Problem A ->
Decide whether each of the following statements agrees with the passage on FDI inflow below, and support each yes or no with the deciding words of the passage, quoted exactly. (i) A study conducted in India found a statistically significant and positive relationship between trade openness and FDI influx. (ii) Research on Mexico and Brazil found a negative effect of growth rate on FDI inflow. (iii) Aziz and Mishra reported a positive link between growth rate and FDI inflow in South Asia.

Passage provided ->
━━━━━━

H3: There is a significantly negative impact of the inflation rate on FDI inflow.

2.5. Trade OPENNESS and FDI inflow

A time-series analysis undertaken in Mauritius revealed a statistically significant and positive relationship between trade openness and FDI inflow (Seetanah & Rojid, Citation2011; Yuxiang & Chen, Citation2011). Furthermore, Jiang et al. (Citation2013) revealed a positive and statistically significant role of trade openness in determining the FDI inflow for China. Similarly, a study conducted in India revealed a statistically significant and positive relationship between trade openness and FDI influx (Kaur & Sharma, Citation2013). Additionally, market openness has a substantial effect on regional trade agreements (Sahoo et al., Citation2014). The same applies to host country financial experts; attractive investment climate and arrangements increase competition inside the country of origin and should fuel FDI surges to confront competitors in business sectors (Kishor & Singh, Citation2015). Similarly, some studies have revealed a positive and significant impact of the inflation rate on FDI inflow in various global locations (Dimitrova et al., Citation2020; Gupta & Singh, Citation2016; Jaiblai & Shenai, Citation2019; Korsah et al., Citation2022; Kumari & Sharma, Citation2017; Maryam & Mittal, Citation2020; Mousavian et al., Citation2021; Saini & Singhania, Citation2018; Smith, Citation2021). Regardless of their differences in the financial environment, income level, and technical development, all the studies under consideration demonstrate the favorable effects of trade openness. The main variation is the level of significance for the beneficial impact of trade openness on FDI inflow, which provides the basis for constructing the 4th hypothesis for high-income economies.

H4: There is a significantly positive impact of trade openness on FDI inflow.

2.6. Real growth and FDI inflow

A rising real growth rate suggests that an economy is growing and sustaining itself, which encourages foreign investors to invest with confidence in the host economy. As a result, the FDI intake into these economies increases significantly. Research on Mexico and Brazil uncovered a possible positive effect of growth rate on FDI inflow (Castro et al., Citation2013). Additionally, Sahoo et al. (Citation2014) also reported a positive and strong impact of growth rate on FDI inflow in South Asia. Furthermore, Kishor and Singh (Citation2015) observed that an economy with a positive growth rate is more likely to attract foreign capital than one experiencing a recession. Similarly, Aziz and Mishra (Citation2016) also reported a positive link between growth rate and FDI inflow in Arab nations. Developing nations must attract more FDI to increase their development rate (Kumari & Sharma, Citation2017). Numerous recent studies have demonstrated a positive relationship between real growth rate and FDI inflow (Azam & Haseeb, Citation2021; Camarero et al., Citation2020; Gopalan et al., Citation2019; Gupta, Citation2018; Korsah et al., Citation2022; Yimer, Citation2017). Historical literature shows a positive and large impact of real growth rates on FDI inflow, especially for most high-income nations, which forms the basis for the formation of the following 5th hypothesis.

H5: There is a significantly positive impact of the real growth rate on FDI inflow.

━━━━━━

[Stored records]
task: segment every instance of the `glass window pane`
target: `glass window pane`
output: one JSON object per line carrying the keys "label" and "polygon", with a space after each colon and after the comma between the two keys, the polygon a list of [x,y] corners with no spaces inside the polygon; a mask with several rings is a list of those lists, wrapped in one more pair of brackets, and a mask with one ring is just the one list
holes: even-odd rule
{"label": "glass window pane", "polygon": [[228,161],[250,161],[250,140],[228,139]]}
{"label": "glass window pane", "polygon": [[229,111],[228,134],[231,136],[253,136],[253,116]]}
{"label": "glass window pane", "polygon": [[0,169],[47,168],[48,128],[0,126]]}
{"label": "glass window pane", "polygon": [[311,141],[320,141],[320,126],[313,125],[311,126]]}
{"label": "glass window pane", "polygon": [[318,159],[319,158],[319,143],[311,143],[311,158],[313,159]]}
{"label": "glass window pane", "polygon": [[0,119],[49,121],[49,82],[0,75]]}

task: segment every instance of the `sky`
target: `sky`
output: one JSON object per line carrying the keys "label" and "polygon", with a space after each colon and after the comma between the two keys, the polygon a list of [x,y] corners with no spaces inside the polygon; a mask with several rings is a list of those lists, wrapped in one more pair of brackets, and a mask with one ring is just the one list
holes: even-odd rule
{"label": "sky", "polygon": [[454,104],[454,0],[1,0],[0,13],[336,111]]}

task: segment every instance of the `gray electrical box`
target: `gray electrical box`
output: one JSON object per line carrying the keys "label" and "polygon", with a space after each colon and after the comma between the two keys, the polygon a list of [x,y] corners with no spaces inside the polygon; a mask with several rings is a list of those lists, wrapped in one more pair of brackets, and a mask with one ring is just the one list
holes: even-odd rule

━━━━━━

Problem B ->
List every line of the listing above that contains the string "electrical".

Written reply A ->
(i) Yes: "a study conducted in India revealed a statistically significant and positive relationship between trade openness and FDI influx (Kaur & Sharma, Citation2013)."
(ii) No: "Research on Mexico and Brazil uncovered a possible positive effect of growth rate on FDI inflow (Castro et al., Citation2013)."
(iii) No: "Aziz and Mishra (Citation2016) also reported a positive link between growth rate and FDI inflow in Arab nations."

Written reply B ->
task: segment every instance of the `gray electrical box`
target: `gray electrical box`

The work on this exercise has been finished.